■ **Supplied material**
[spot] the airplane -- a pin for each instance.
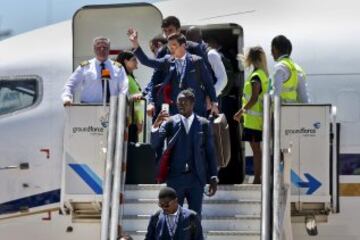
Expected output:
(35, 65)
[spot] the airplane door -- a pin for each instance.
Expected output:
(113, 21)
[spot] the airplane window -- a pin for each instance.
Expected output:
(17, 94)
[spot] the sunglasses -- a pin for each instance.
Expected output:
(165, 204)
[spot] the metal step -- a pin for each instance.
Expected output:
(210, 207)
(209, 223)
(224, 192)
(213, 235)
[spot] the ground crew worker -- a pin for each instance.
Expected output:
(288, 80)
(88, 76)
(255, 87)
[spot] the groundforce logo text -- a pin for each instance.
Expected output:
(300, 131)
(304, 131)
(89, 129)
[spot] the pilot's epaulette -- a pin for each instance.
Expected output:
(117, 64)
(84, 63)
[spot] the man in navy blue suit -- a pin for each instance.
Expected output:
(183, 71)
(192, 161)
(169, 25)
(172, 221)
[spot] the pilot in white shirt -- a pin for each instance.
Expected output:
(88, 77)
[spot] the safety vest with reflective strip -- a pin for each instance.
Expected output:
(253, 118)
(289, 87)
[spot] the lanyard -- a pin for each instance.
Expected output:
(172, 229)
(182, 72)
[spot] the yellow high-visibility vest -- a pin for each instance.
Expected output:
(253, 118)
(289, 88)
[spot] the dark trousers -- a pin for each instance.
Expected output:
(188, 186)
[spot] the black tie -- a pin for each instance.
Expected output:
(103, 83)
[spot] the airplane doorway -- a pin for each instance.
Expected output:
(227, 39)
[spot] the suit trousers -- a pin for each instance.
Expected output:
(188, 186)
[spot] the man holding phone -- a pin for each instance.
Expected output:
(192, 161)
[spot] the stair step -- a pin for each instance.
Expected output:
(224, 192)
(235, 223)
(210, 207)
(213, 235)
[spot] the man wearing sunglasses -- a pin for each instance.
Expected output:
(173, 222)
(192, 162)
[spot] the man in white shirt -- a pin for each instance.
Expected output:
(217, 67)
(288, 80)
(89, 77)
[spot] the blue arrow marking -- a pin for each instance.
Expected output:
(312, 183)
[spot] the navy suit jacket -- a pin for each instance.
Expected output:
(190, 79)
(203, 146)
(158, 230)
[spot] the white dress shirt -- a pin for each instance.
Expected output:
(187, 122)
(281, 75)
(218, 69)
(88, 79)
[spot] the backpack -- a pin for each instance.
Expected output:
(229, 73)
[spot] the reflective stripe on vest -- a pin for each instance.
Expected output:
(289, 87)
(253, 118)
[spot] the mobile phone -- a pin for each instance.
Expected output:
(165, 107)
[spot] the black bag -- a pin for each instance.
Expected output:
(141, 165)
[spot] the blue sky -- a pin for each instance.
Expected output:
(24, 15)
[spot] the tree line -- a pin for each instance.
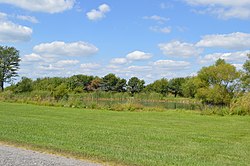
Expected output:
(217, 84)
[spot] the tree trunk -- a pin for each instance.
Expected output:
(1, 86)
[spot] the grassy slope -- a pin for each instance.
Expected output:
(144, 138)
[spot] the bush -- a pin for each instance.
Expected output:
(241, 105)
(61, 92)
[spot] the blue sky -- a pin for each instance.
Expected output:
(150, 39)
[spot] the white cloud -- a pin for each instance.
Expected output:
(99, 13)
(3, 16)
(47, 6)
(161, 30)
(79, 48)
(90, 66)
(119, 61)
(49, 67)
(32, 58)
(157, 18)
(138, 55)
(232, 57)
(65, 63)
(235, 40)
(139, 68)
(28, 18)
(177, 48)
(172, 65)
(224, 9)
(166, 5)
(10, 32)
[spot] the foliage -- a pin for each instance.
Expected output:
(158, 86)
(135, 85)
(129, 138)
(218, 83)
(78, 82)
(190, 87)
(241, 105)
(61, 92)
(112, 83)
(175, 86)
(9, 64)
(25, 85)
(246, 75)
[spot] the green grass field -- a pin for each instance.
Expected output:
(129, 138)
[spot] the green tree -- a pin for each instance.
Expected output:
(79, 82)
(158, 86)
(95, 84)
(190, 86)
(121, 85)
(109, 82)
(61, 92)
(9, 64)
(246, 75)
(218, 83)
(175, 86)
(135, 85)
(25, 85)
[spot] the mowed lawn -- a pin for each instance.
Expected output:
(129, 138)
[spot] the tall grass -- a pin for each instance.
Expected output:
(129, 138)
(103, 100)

■ **Written exercise**
Quote every record above exactly, leaving out the pictures.

■ **Exercise solution**
[spot] the airplane -- a pin for each instance.
Expected output:
(35, 65)
[spot] the airplane door -- a pin for each instance.
Expected output:
(113, 21)
[spot] the airplane window -- a pin for each instance.
Expected output:
(17, 94)
[spot] the sunglasses -- a pin for each instance.
Expected output:
(165, 204)
[spot] the metal step -- a pin for each instance.
Expected output:
(210, 207)
(209, 223)
(224, 192)
(213, 235)
[spot] the ground crew worker -- a pin for each instance.
Expected output:
(288, 80)
(88, 76)
(255, 87)
[spot] the groundforce logo text -- a pin for each instance.
Expected output:
(300, 131)
(304, 131)
(89, 129)
[spot] the pilot's epaulette -- a pin for each instance.
Expected output:
(117, 64)
(84, 63)
[spot] the man in navy blue suit -- a pin for each instance.
Expected output:
(183, 71)
(192, 161)
(169, 25)
(172, 221)
[spot] the pilot in white shirt -- a pin for each instance.
Expected output:
(88, 77)
[spot] the safety vest with reflective strip -- a pin for each instance.
Expected output:
(253, 118)
(289, 87)
[spot] the lanyard -- a pin for each instance.
Expected output:
(172, 229)
(182, 72)
[spot] the yellow high-visibility vest -- a pin for each instance.
Expected output:
(253, 118)
(289, 88)
[spot] the dark trousers -- a pin for each instance.
Expected output:
(188, 186)
[spot] the black tie -- a pin for each instance.
Expected output:
(103, 83)
[spot] the airplane doorway -- a pin for each instance.
Expected output:
(227, 39)
[spot] the suit trousers -- a pin for each instance.
Expected output:
(188, 186)
[spot] the man holding phone -- a pin for each instance.
Expected output:
(192, 161)
[spot] the stair step -- a pin for each instance.
Expected output:
(224, 192)
(235, 223)
(210, 207)
(213, 235)
[spot] the man wearing sunglasses -- a pin for each instance.
Expected output:
(173, 222)
(192, 162)
[spot] the man in white shirt -- a pin for each instance.
Expected output:
(217, 67)
(288, 80)
(89, 77)
[spot] the blue arrow marking -- a pin for each instance.
Expected output:
(312, 183)
[spot] the navy suit jacket -- a pin for each instance.
Expected output:
(190, 79)
(203, 146)
(158, 230)
[spot] the white dress shirt -- a pin for each instance.
Expected output:
(187, 122)
(281, 75)
(218, 69)
(88, 79)
[spot] the backpack -- a pin for each instance.
Expected output:
(229, 73)
[spot] the reflective stripe on vest -- a pin for each instance.
Expected output:
(289, 87)
(253, 118)
[spot] the mobile phone -- a pin for each instance.
Expected output:
(165, 107)
[spot] the black bag -- a pin for each instance.
Expected output:
(141, 165)
[spot] the blue sky -- a pin for each instance.
Expected output:
(24, 15)
[spot] the tree line -- a pin for each instance.
Expected output:
(217, 84)
[spot] the tree trunk -- a pin for each instance.
Expected output:
(1, 86)
[spot] the grassy slope -- a pin for each instance.
Expected output:
(144, 138)
[spot] the bush -- a pin for each instance.
Expected output:
(241, 105)
(61, 92)
[spot] the blue sky -- a pin for each instance.
Expected output:
(150, 39)
[spot] the white cloud -- a pin for each instance.
Expected output:
(99, 13)
(3, 16)
(47, 6)
(161, 30)
(79, 48)
(90, 66)
(119, 61)
(49, 67)
(32, 58)
(157, 18)
(138, 55)
(232, 57)
(65, 63)
(235, 40)
(139, 68)
(28, 18)
(177, 48)
(172, 65)
(224, 9)
(166, 5)
(10, 32)
[spot] the foliage -- a pin for each instance.
Expected output:
(158, 86)
(135, 85)
(129, 138)
(218, 83)
(78, 82)
(190, 87)
(241, 105)
(61, 92)
(112, 83)
(175, 86)
(9, 64)
(25, 85)
(246, 75)
[spot] the green grass field -- a pin for each instance.
Expected output:
(129, 138)
[spot] the green tree -- a pin for each instance.
Expected output:
(79, 82)
(158, 86)
(95, 84)
(190, 86)
(121, 85)
(109, 82)
(61, 92)
(9, 64)
(246, 75)
(218, 83)
(175, 86)
(135, 85)
(25, 85)
[spot] the mowed lawn -- a pin for each instance.
Expected output:
(129, 138)
[spot] the tall grass -- a pin for each instance.
Expected output:
(129, 138)
(103, 100)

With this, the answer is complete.